Robert Wessman, CEO of one of the world’s fastest-growing generic pharmaceutical firms, Alvogen, plans to expand its presence in China, as Asia-Pacific (APAC) proves to be an increasingly prolific region for the company.
“Since 2012, we’ve been building a regional platform for growth across APAC, with commercial operations in 11 countries in Asia, marketing hundreds of products.” said Wessman. “We’ve made significant investments in high-quality manufacturing through the successful integration of Kunwha, Dream Pharma and Lotus Pharma, with manufacturing and R&D centres in Korea and Taiwan.”
Alvogen’s portfolio includes generics, brands, biosimilars and over-the-counter medicines. One of its largest product launches was the first-to-market generic alternative of Tamiflu in the US.
The decision to drive the business forward into APAC now looks perfectly timed. China continues to enjoy high, single-digit growth, which is forecast to last at least until 2020 with generics being the major driver for the pharmaceutical industry in the region.
The Icelandic businessman’s career to date includes transforming two emerging companies, Actavis and Alvogen into global players in the pharmaceutical industry. Alvogen, created in 2009, has become a leading global generic pharmaceutical company, while its sister company, Alvotech, founded in 2013, focuses on biosimilar pharmaceuticals.
MAKING AN INSTANT IMPACT WITH ACTAVIS
Wessman always wanted to make an immediate impression on the business world. After a brief spell working in an Icelandic bank, he took on a struggling shipping company before returning to Iceland to turn around struggling generic drug maker, Delta, in Reykjavik.
It was a high-risk project and not one many entrepreneurs would have taken on.
“I had to take out a personally guaranteed loan for €10 million from a local bank in order to grow the organisation from 90 people in 1999, to 11,000 in 2007,” he said. Under his leadership, the company was transformed into Actavis, a multi-billion-dollar pharmaceutical business. While publicly listed, Actavis saw an average annual rise in its share price of 55% a year.
BACK-TO-BACK START-UP SUCCESS
In 2008, he parted ways with Actavis but things didn’t quite play out as he envisaged. He planned to start his own pharmaceutical business with the returns on his investment at Actavis, but before he had time to move, the global financial crisis took hold.

+--

WORK ITEM -
Copy the part of the article on Robert Wessman that opens with the words containing "The Icelandic businessman’s" and closes with "have taken on.", swapping "high-risk" for "bold". None of the records are needed here.

(Items listed in a dataset)
+--

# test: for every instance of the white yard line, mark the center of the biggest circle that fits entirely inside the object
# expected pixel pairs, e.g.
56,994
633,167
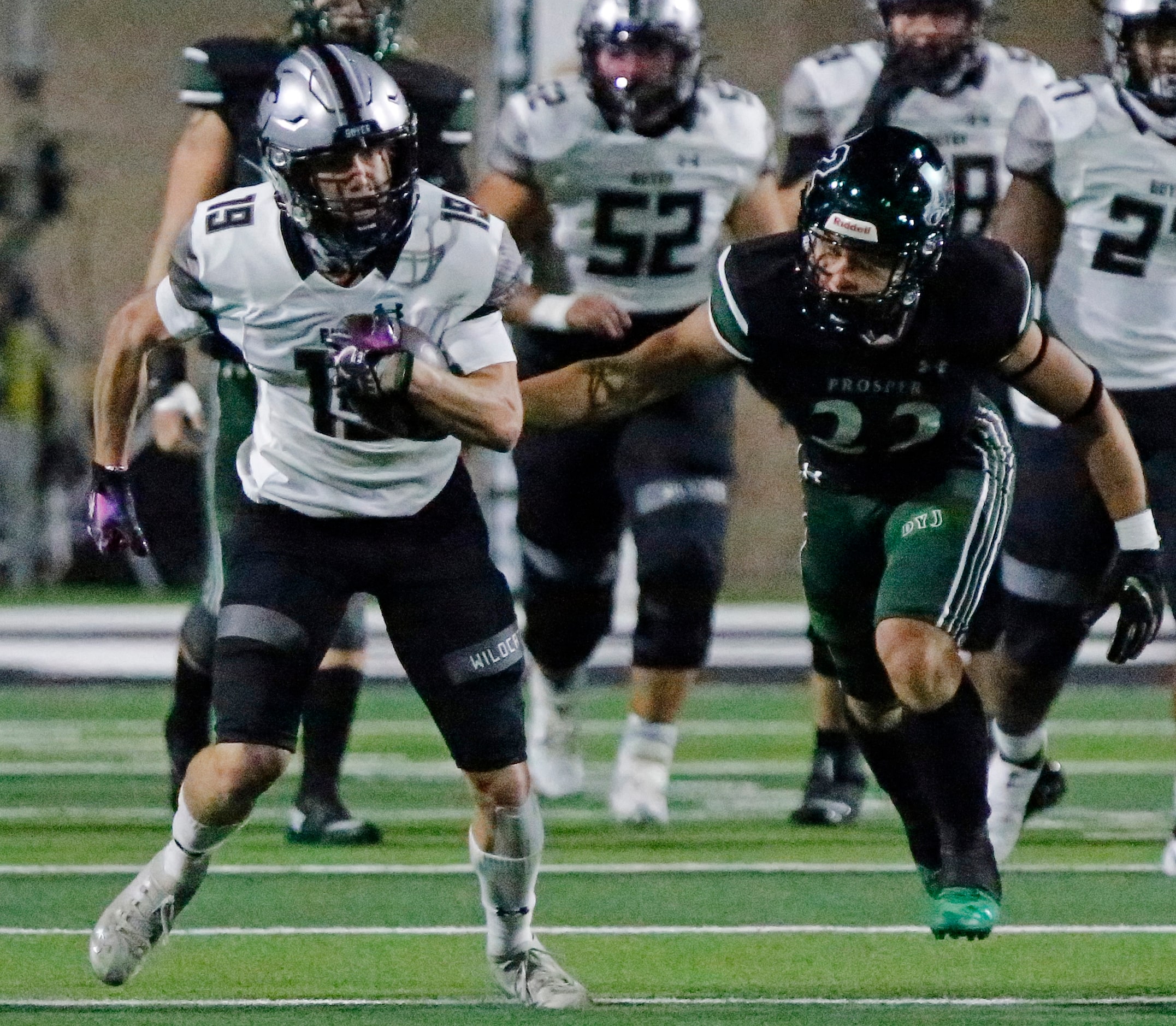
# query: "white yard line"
765,930
150,1004
393,766
574,869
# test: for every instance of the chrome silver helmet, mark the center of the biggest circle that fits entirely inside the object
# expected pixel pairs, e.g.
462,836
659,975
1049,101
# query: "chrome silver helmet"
636,26
1122,20
374,32
326,106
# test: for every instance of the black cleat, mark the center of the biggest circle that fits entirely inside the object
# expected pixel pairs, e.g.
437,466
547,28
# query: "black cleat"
316,822
1048,791
829,799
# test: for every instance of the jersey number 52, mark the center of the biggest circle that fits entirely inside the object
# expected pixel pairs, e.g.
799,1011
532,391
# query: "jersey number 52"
635,224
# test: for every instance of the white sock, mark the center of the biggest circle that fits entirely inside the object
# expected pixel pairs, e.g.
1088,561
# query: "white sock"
507,881
1021,748
643,739
191,839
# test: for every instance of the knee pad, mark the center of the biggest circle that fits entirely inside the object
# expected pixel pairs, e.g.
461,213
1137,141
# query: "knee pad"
568,603
858,668
1041,637
823,658
262,671
198,638
680,570
352,634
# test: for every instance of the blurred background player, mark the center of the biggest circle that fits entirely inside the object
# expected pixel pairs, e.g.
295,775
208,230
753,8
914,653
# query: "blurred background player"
220,150
1092,210
631,171
935,74
868,330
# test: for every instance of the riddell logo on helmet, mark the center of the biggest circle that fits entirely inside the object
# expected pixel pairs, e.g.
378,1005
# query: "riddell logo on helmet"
844,225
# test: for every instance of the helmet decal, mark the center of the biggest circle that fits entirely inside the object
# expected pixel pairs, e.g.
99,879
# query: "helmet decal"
852,227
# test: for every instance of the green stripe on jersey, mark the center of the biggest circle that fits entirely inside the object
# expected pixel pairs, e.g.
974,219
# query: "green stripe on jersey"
726,315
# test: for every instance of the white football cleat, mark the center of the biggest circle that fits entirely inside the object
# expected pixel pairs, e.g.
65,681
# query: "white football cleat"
536,979
1168,863
641,779
1009,787
140,918
553,741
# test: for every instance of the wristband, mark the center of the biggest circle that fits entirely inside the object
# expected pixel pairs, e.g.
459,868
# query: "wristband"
551,312
1138,532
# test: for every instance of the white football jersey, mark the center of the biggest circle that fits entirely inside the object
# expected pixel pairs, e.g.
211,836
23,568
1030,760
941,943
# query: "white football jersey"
1113,294
636,219
234,270
826,95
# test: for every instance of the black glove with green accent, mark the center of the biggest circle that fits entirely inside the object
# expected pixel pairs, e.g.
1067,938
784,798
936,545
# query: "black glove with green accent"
1134,585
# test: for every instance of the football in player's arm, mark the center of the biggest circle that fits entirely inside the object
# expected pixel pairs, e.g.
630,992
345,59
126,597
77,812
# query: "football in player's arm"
224,80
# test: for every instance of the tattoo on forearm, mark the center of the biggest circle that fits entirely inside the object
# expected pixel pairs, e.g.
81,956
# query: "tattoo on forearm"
602,388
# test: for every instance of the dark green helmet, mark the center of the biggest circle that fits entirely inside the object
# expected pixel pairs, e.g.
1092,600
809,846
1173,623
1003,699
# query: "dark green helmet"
375,33
887,196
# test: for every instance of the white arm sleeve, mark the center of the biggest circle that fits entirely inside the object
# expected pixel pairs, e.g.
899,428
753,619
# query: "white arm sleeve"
1031,146
180,323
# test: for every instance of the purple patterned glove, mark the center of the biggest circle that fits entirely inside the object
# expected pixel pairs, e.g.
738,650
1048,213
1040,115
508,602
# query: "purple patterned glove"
358,350
113,524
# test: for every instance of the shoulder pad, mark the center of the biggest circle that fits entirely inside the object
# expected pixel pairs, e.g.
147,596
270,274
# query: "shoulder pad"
1072,106
738,118
842,75
545,119
985,291
425,82
233,59
1027,68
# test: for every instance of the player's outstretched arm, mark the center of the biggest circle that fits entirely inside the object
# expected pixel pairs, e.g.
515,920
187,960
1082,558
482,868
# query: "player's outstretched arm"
1055,378
133,332
760,212
614,386
480,409
202,169
521,206
1031,219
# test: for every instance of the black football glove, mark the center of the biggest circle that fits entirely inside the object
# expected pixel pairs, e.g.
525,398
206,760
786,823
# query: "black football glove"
1134,585
113,524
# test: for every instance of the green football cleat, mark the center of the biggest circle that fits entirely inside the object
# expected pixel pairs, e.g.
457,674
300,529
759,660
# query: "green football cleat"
965,912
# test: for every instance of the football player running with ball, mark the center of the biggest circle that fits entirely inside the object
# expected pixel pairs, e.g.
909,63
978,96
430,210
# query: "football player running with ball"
371,376
224,81
638,164
1092,211
870,330
935,74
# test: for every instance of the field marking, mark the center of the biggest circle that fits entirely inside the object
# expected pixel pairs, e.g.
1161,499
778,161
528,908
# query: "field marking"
160,1004
570,869
750,930
393,766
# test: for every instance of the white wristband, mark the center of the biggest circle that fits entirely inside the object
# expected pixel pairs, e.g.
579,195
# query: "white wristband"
551,312
1138,532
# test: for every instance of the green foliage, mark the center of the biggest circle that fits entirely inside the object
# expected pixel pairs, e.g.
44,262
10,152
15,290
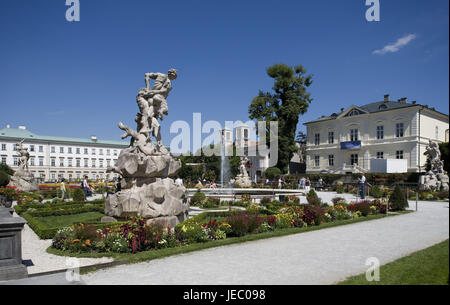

+--

TASK SOLUTION -
The Icelandic businessman’s career to date includes transforming two emerging companies, Actavis and Alvogen into global players in the pharmaceutical industry. Alvogen, created in 2009, has become a leading global generic pharmaceutical company, while its sister company, Alvotech, founded in 2013, focuses on biosimilar pharmaceuticals.
MAKING AN INSTANT IMPACT WITH ACTAVIS
Wessman always wanted to make an immediate impression on the business world. After a brief spell working in an Icelandic bank, he took on a struggling shipping company before returning to Iceland to turn around struggling generic drug maker, Delta, in Reykjavik.
It was a bold project and not one many entrepreneurs would have taken on.